[GIVEN TASK A]
Reproduce verbatim the portion of the records that opens with the line containing "the bamboo grove?" and closes with the line containing "[[[0,3],[0,349],[283,360],[282,1]]]", including both of those lines.

----

1.) Man and Superman, at the National Theatre. This one I wanted to see rather badly, because a) it's the complete version, which is almost never shown - they usually cut the Don Juan in Hell interlude-, and b) it stars Ralph Fiennes as John Tanner and Indira Varma as Ann Whitfield. Also, the NT always does well with Shaw. This production is another case in point. This is a three hour play, not counting the break, and an idea play at that, i.e. Shaw uses the flimsiest comedy conventions of his day (parodied and turned upside down by him, of course, but a century later what was then original reverse and parody has long since become the new convention, such as women as the pursuer, men as the pursued etc.) to provide minimum plot so he can use the characters to spout his philosophy. Which is also outdated now. It shouldn't work. And yet, it does, both because Shaw's display of rethoric fireworks always comes with witty flourishes, and because the actors are up to the task.

----

[GIVEN TASK B]
List each reason the theater review gives for the writer's wish to see this production.

----

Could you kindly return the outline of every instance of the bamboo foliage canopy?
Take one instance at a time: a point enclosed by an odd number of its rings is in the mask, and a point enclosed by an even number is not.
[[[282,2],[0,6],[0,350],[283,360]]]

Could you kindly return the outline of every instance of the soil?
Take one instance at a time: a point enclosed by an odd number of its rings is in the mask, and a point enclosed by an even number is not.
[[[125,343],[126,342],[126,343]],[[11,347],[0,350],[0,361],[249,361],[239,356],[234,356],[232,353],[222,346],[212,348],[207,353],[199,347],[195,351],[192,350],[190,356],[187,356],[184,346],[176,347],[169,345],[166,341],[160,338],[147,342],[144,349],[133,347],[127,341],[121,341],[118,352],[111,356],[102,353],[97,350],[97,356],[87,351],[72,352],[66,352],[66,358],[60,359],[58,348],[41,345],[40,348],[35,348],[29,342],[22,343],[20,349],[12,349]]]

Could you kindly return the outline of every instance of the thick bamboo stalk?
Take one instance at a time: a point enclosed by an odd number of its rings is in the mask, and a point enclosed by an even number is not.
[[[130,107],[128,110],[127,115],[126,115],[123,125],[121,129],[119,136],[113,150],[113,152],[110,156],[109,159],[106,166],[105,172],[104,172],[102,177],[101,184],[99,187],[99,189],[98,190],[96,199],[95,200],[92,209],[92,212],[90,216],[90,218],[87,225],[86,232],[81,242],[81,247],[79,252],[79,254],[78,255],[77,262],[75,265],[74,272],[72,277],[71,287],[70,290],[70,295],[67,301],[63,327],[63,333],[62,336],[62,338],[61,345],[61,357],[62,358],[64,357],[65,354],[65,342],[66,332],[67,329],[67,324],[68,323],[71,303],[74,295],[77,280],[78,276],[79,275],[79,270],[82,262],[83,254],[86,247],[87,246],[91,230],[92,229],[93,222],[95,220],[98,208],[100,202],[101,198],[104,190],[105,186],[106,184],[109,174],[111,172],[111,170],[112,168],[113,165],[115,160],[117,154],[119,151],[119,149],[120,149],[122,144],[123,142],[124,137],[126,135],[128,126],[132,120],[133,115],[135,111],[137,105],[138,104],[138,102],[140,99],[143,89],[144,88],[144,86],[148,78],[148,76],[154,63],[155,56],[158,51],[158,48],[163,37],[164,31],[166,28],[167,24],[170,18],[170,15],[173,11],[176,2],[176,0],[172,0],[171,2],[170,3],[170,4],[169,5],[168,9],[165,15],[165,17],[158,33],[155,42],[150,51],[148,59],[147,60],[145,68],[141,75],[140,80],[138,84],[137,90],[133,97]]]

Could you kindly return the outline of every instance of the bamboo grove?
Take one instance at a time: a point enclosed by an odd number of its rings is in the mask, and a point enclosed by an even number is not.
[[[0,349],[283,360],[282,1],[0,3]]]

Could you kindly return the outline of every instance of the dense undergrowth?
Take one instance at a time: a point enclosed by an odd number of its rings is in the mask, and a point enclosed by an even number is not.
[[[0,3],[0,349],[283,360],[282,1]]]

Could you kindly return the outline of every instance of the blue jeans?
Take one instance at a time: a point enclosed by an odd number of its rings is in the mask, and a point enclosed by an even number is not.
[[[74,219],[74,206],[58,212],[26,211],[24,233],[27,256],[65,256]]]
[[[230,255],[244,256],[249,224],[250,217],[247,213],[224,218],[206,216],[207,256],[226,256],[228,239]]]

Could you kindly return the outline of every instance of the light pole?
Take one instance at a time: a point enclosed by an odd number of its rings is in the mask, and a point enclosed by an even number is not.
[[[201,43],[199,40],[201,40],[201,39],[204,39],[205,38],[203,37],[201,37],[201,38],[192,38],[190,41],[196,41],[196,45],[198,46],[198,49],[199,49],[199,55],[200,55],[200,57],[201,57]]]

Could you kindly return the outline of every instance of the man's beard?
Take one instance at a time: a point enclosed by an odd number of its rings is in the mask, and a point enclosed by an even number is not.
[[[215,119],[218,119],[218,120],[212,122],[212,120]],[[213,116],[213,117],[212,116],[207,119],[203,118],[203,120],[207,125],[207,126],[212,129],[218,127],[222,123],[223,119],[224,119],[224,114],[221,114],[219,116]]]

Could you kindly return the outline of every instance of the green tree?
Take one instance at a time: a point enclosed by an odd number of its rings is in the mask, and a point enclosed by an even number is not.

----

[FULL SOLUTION A]
Could you kindly return the outline of every instance of the bamboo grove?
Take one instance at a time: a point enclosed by an odd number of its rings is in the mask, and a point enclosed by an even number is not.
[[[0,349],[283,360],[282,1],[0,3]]]

Could you kindly return the outline of every instance of the dense undergrowth?
Take one instance at a time: a point enclosed by an odd number of its rings is in the mask, and a point enclosed by an even number is not.
[[[0,3],[0,349],[283,360],[282,1]]]

[FULL SOLUTION B]
- It is the complete version, which is almost never shown, since the Don Juan in Hell interlude is usually cut.
- It stars Ralph Fiennes as John Tanner and Indira Varma as Ann Whitfield.
- The NT always does well with Shaw.